From the Archive: Thomas Busby's Speech

Images and transcript of the never-before-seen speech from our archive, written by founding member, Thomas Busby.


2-minute read

On 9 June 1904 the LSO performed it’s very first concert. To celebrate this 120 years anniversary we are pulling out a never-before-seen speech from our archive, written by founding member, Thomas Busby.

The story goes that a plan was hatched on a train to Manchester by four ringleaders: Adolf Borsdorf, Henri van der Meerschen, Thomas Busby and John Solomon – all brass players. They would break off from the Queen’s Hall Orchestra to form an orchestra of their own which would be run as a co-operative, a ‘Musical Republic’, where the players would choose the conductors and not the other way around.

A meeting was convened where Busby laid out their ambitious plan and, consequently, 45 members of the Queen’s Hall Orchestra resigned to join the new London Symphony Orchestra. The images below are from the speech he gave to convince the musicians.

View a transcription of the speech


My colleagues and myself (Thomas Busby, horn; John Solomon, trumpet; Henri van der Meerschen, horn and Adolf Borsdorf, horn) have convened this meeting for the purpose of considering and formulating proceedings with regards to the future of this proposed organisation, the suggested title of which is The ‘London Symphony Orchestra.’

You are, I am sure, all well aware of the impossible contracts recently issued from Q.H. (Queen’s Hall), I mention this because there are many present this evening who have long severed their connection with Q.H.

Well, the gentlemen on the platform, immediately commenced to form the present organisation, and I will do my best to explain our project.

In the first place, we have interviewed Mr William Boosey with regards to taking Q.H. for a season of Promenade Concerts from August 1905.

Although we did not get a refusal, Mr Boosey said that it was such a long way off, that he could not give us a direct answer, but he assured us that his sympathy was not with the present syndicate, which I think gentlemen was very helpful for our cause.

His suggestion was that we should gone (sic) on with our organisation and he would await developments.

The most important suggestion that we have to lay before you this evening is, that a preliminary concert should be given early next month, of course it will be held in the afternoon.

- **TO DO**:
**A)** Reproduce the LSO archive article word for word from "You are, I am" to "explain our project.".
**B)** Using the LSO archive article, say whether each statement agrees with it, answering yes or no and quoting the words that decide it: (i) the four ringleaders all played brass instruments; (ii) Mr Boosey refused to let them take Queen's Hall; (iii) 45 members of the Queen's Hall Orchestra resigned to join the new orchestra.
The data after this point is separate material, unrelated to the LSO archive article.

- **STORED ROWS**:
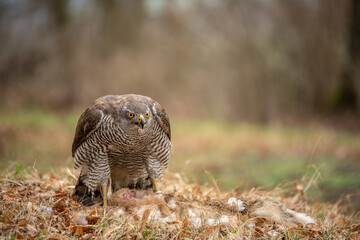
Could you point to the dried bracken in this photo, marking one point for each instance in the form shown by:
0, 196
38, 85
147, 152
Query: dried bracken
37, 207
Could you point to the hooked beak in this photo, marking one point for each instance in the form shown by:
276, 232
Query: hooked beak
141, 122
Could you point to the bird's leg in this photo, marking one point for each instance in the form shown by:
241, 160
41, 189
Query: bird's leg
154, 170
104, 195
155, 185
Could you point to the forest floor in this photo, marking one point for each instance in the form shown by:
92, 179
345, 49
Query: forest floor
41, 206
311, 168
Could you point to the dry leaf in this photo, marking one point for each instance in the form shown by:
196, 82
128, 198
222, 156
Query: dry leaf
356, 228
260, 221
185, 223
59, 205
21, 222
19, 236
314, 228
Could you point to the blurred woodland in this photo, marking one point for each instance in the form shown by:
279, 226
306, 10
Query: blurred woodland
249, 60
231, 74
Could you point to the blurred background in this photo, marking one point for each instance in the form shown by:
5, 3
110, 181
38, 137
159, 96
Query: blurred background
259, 93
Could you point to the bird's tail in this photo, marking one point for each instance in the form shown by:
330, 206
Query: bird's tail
85, 196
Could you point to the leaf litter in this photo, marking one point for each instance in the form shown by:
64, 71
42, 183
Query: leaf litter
38, 207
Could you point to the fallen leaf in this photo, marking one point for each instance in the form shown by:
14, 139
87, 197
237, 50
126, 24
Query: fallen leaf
19, 236
59, 205
21, 222
185, 223
314, 228
356, 228
260, 221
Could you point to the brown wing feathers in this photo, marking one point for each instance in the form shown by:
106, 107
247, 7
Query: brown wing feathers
88, 123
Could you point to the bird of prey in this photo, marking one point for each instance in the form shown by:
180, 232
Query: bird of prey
122, 139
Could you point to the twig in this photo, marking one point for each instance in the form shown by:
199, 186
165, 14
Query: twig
12, 181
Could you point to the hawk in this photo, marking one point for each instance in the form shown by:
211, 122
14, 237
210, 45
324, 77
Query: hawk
122, 139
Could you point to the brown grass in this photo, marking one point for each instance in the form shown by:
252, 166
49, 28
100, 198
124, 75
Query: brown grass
37, 206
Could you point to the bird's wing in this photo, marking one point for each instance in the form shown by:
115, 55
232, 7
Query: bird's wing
161, 117
88, 122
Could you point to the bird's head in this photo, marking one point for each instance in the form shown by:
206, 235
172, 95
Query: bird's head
137, 117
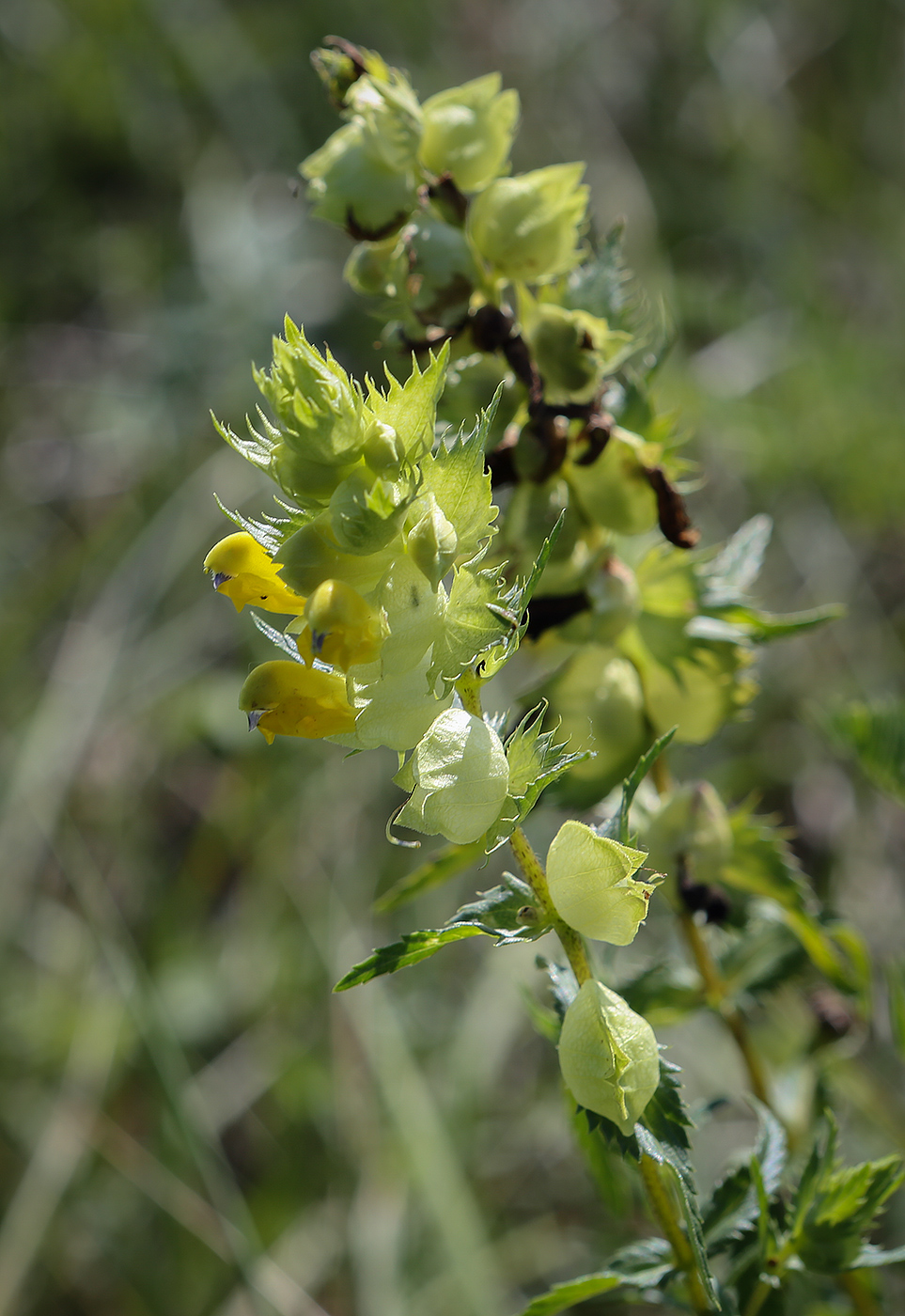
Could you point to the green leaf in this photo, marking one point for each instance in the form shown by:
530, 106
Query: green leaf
507, 912
871, 1256
642, 1265
460, 483
512, 608
737, 1199
408, 950
562, 1296
428, 875
896, 993
763, 627
875, 734
470, 627
762, 864
411, 408
534, 762
662, 1136
730, 575
617, 826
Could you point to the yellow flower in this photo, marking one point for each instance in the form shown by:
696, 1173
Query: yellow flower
245, 574
342, 629
283, 697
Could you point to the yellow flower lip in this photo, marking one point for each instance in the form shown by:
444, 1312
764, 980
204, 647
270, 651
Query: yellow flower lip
241, 569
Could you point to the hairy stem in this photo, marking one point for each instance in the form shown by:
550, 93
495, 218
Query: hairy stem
714, 984
667, 1217
714, 991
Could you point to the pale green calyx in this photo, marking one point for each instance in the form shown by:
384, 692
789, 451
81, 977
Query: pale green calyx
351, 184
526, 227
433, 543
592, 885
691, 828
608, 1056
458, 776
319, 410
468, 131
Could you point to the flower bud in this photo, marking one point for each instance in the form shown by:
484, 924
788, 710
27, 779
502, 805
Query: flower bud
592, 885
377, 269
311, 556
319, 410
441, 272
526, 227
600, 703
572, 351
468, 132
352, 186
433, 543
613, 491
245, 574
414, 614
387, 108
615, 604
608, 1056
460, 778
342, 629
283, 697
366, 510
691, 824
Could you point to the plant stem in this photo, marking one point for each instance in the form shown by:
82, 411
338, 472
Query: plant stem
537, 879
714, 984
862, 1298
662, 1204
663, 1208
714, 991
757, 1298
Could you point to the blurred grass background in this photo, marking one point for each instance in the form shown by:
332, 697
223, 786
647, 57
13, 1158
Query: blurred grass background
188, 1121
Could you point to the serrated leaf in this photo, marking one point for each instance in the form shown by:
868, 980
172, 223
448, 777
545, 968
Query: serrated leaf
507, 912
411, 408
759, 627
875, 734
534, 762
470, 627
565, 989
562, 1296
642, 1265
460, 483
762, 864
617, 826
512, 608
428, 875
408, 950
730, 575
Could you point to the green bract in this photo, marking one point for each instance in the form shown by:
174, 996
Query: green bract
468, 131
351, 184
526, 227
592, 885
691, 826
600, 703
608, 1056
458, 776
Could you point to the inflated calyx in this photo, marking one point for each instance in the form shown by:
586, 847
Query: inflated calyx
592, 885
286, 697
608, 1056
242, 570
458, 776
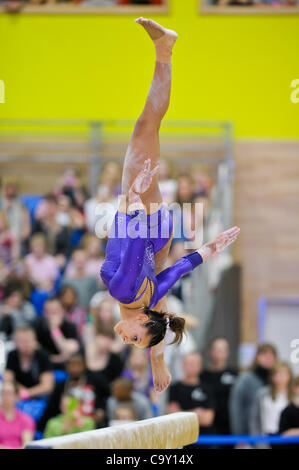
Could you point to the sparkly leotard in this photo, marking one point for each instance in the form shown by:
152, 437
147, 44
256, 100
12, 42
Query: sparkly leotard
130, 257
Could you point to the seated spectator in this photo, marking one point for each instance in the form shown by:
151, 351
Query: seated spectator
90, 391
92, 208
15, 311
104, 314
57, 336
100, 359
85, 285
289, 418
16, 428
17, 216
220, 378
58, 236
42, 268
29, 366
271, 400
68, 215
138, 370
73, 313
123, 395
182, 286
69, 182
191, 394
70, 420
246, 387
94, 258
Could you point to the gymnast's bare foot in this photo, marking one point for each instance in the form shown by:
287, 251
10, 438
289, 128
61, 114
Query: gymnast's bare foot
163, 38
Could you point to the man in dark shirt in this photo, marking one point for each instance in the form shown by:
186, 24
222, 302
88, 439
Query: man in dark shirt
289, 419
29, 366
57, 336
220, 379
192, 395
90, 391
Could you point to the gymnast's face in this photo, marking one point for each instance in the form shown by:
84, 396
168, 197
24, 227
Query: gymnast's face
133, 331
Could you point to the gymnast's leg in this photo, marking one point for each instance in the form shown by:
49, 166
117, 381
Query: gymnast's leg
144, 143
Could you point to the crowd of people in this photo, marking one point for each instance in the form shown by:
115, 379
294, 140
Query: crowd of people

- **THE RESPONSES**:
**A)**
You are, I am sure, all well aware of the impossible contracts recently issued from Q.H. (Queen’s Hall), I mention this because there are many present this evening who have long severed their connection with Q.H.

Well, the gentlemen on the platform, immediately commenced to form the present organisation, and I will do my best to explain our project.

**B)**
(i) Yes: "all brass players."
(ii) No: "Although we did not get a refusal."
(iii) Yes: "45 members of the Queen’s Hall Orchestra resigned to join the new London Symphony Orchestra."